• **PROVIDED MATERIAL**
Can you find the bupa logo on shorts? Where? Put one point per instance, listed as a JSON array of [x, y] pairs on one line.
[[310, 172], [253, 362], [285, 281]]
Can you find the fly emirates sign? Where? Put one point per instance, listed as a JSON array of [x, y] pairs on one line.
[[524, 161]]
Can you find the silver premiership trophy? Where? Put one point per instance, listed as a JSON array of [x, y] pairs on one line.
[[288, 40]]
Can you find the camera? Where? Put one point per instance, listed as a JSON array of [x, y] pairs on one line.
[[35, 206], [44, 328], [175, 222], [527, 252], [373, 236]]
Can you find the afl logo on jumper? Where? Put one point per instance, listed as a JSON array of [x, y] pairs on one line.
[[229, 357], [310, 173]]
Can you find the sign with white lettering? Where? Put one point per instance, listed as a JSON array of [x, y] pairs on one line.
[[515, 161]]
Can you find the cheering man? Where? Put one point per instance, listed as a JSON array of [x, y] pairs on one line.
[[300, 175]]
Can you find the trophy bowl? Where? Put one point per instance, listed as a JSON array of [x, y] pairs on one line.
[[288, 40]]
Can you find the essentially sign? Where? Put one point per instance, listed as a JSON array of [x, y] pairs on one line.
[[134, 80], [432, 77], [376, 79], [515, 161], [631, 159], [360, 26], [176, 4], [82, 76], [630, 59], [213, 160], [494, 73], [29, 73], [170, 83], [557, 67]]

• **DO THIS**
Write down the full listing again, exactly.

• **THE OUTPUT**
Can you find the bupa logo on shorts? Where? Put one point per instance, listed as a JSON array of [x, y] pairs on one line.
[[310, 172], [253, 362], [285, 281]]
Can you find the fly emirates sign? Where? Put one point per instance, listed as a JSON array of [x, y] pairs on one line.
[[524, 161]]
Can you find the silver premiership trophy? Where? Put one point per instance, listed as a JSON array of [x, y] pairs on one line.
[[288, 40]]
Can you find the camera? Where? Put one point per instance, listed as a JSON array of [x, y] pairs on one line.
[[35, 206], [44, 328], [175, 222], [527, 252], [373, 236]]
Can you find the afl logo on jumper? Where? Put one point per instance, listed as a JSON array of [x, y] pairs on one line.
[[229, 357], [310, 173]]
Can you find the sign with white lettering? Where? Put one point per instance, listed as a JSON array of [x, y] pairs on one line.
[[515, 161]]
Can you find the cheering man? Where? Put one point per instance, listed as a JSON array of [x, y] pairs on one line.
[[300, 175]]
Can you find the trophy bowl? Where? Put one point per instance, listed as a JSON array of [x, y] pairs on one line.
[[288, 40]]
Can you find the essentially sign? Where? Put one point per instance, listed as a JSON array of [x, y] pairs on one line.
[[134, 80], [432, 77], [376, 79], [515, 161], [631, 159], [360, 26], [176, 4], [82, 76], [630, 59], [213, 160], [494, 73], [29, 73], [170, 83], [557, 67]]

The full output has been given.